Her detention, while travelling through Canada, was in response to a US extradition request for allegedly violating US sanctions against Iran. All three were finally released following a tripartite understanding between the US, China and Canada.
There was a chorus of calls for an independent public inquiry into Chinese interference. After months of back and forth, the government and the opposition have agreed on the launching of a Public Inquiry into “Foreign Interference in Federal Electoral Processes and Democratic Institutions.” The inquiry will be led by an Appeal Court Judge from the Province of Quebec, and will cover not only China but also Russia and other countries with alleged interferences.
Just when the hullabaloo over Chinese interference seemed to be quietening down, Prime Minister Trudeau dropped a bombshell in a statement to parliament on September 19, that there were “credible allegations of a potential link” between Indian government agents and the killing of 45 year old Hardeep Singh Nijjar in June, near Vancouver. Mr. Nijjar was born in India and fled to Canada in 1995 as a teenage refugee allegedly to escape a government crackdown on Sikh activists in Punjab.
He worked as a plumber and was a community leader. In 2019 he became the leader of the Guru Nanak Sikh Temple in Surrey, Vancouver. He advocated Sikh separatism through non-violent means and was one of the organizers of the Khalistan Referendum campaign. He was killed by masked gunmen outside the Guru Nanak Temple.
The Indian government rejected Trudeau’s allegation as absurd and accused the Canadian government of not heeding India’s concerns over Sikh separatist activities in Canada. There have also been questions about Mr. Trudeau’s decision to make an open statement when he was not in a position share detailed information in public.
Apparently, he was forced to go public with his allegation to pre-empt media outlets that were set to publish the story based on their own investigations. It is also known that Mr. Trudeau raised this matter with Prime Minister Modi during the G 20 Summit in New Delhi and asked for the Indian Government’s co-operation in investigating the killing.
Prior to that, Canadian intelligence and security officials have visited India multiple times for discussions with their Indian counterparts. The intelligence premise for Canada’s allegations came through the interception of communications between New Delhi and the Indian High Commission in Ottawa, reportedly by the old Five Eyes (comprising Australia, Canada, New Zealand, the UK and the US) intelligence network. Canada’s concerns were and are shared by its traditional allies. It is also reported that in the face-to-face meetings between Canadian and Indian officials, Canada’s allegations were not formally denied, in contrast to the vigorous rejections in India’s public statements.
After his explosive statement in Parliament, Prime Minister Trudeau has appeared to be trying to calm diplomatic waters by insisting that Canada is “not looking to provoke or escalate.” He has gone on to say, “We are simply laying out the facts as we understand them and we want to work with the government of India to lay everything clear and to ensure there are proper processes.” Further, “India and the government of India needs to take this matter with the utmost seriousness.” Similar diplomatic overtures are said to have emanated from the Indian side. After the initial furor, there seems to realization on both sides to let quiet diplomacy take its course.
----
| USING THE INFORMATION |
1/ In the excerpt on Canada's allegations against China and India, turn the paragraph beginning "He worked as a plumber" into a short bulleted list that keeps its main facts.
2/ According to the excerpt, who will lead the public inquiry into foreign interference?
The entries that come next are separate from the excerpt and unrelated to it.
----
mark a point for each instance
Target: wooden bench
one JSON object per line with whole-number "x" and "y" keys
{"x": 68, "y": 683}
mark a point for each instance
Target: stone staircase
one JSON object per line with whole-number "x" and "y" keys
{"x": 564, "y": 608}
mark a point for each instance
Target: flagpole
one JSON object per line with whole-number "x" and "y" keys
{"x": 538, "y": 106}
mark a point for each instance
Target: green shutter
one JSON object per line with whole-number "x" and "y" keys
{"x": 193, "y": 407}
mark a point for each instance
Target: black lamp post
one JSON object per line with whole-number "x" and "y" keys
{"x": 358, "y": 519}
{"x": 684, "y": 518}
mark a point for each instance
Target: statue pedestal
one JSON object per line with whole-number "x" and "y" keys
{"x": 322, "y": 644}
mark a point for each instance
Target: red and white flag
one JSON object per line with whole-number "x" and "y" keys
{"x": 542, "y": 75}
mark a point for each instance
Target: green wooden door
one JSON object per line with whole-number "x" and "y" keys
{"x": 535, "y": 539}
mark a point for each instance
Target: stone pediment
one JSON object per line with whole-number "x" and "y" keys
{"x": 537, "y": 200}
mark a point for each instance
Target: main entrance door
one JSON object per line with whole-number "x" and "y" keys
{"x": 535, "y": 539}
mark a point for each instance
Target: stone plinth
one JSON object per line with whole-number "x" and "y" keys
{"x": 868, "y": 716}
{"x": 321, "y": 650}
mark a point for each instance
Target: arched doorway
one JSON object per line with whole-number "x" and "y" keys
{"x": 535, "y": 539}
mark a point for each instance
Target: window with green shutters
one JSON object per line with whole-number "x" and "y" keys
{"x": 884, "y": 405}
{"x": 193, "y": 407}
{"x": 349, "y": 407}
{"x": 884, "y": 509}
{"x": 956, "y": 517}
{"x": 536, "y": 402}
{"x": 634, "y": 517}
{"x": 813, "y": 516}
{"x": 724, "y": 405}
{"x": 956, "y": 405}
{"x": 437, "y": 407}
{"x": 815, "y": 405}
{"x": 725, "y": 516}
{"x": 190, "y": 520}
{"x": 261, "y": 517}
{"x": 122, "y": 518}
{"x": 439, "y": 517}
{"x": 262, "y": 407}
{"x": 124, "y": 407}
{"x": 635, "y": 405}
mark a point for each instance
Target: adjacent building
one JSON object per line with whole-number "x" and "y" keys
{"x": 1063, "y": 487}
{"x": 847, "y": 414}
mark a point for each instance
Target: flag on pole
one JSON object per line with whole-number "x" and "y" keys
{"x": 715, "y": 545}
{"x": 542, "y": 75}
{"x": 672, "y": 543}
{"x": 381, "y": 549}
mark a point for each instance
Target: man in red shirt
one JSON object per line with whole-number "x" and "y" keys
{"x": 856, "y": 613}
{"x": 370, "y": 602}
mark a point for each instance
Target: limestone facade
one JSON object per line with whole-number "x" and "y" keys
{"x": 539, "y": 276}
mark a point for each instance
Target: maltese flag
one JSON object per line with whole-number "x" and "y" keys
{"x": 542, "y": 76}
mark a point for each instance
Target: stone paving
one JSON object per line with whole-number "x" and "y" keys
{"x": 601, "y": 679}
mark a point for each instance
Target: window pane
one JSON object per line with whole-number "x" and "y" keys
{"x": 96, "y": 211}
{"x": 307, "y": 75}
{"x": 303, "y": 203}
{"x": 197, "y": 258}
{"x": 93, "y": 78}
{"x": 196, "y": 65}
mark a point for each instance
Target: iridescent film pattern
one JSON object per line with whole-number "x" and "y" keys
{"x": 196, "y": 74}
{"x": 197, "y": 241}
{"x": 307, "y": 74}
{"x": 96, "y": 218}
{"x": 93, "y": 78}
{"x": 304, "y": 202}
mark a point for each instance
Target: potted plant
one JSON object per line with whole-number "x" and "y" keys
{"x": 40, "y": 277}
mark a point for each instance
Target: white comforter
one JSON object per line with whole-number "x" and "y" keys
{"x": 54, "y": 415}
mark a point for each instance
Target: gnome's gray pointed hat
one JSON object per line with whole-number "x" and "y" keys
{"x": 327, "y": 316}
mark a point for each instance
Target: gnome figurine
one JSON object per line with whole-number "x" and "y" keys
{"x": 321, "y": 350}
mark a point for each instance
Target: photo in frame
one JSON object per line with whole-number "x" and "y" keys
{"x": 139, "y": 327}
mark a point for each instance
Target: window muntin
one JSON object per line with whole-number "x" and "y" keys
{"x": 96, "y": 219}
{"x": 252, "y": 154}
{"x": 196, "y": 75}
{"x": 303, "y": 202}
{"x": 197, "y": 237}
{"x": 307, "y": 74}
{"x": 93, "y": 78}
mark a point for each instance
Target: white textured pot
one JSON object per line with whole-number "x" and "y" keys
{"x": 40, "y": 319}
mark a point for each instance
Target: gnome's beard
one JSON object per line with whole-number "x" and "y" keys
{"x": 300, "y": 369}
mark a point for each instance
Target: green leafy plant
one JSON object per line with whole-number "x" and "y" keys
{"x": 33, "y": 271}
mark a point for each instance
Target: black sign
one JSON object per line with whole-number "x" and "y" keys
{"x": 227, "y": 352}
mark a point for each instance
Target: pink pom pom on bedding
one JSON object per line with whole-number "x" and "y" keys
----
| ANSWERS BY ITEM |
1/
- Worked as a plumber and was a community leader
- Became leader of the Guru Nanak Sikh Temple in Surrey, Vancouver, in 2019
- Advocated Sikh separatism through non-violent means
- Was one of the organizers of the Khalistan Referendum campaign
- Was killed by masked gunmen outside the Guru Nanak Temple

2/ An Appeal Court Judge from the Province of Quebec.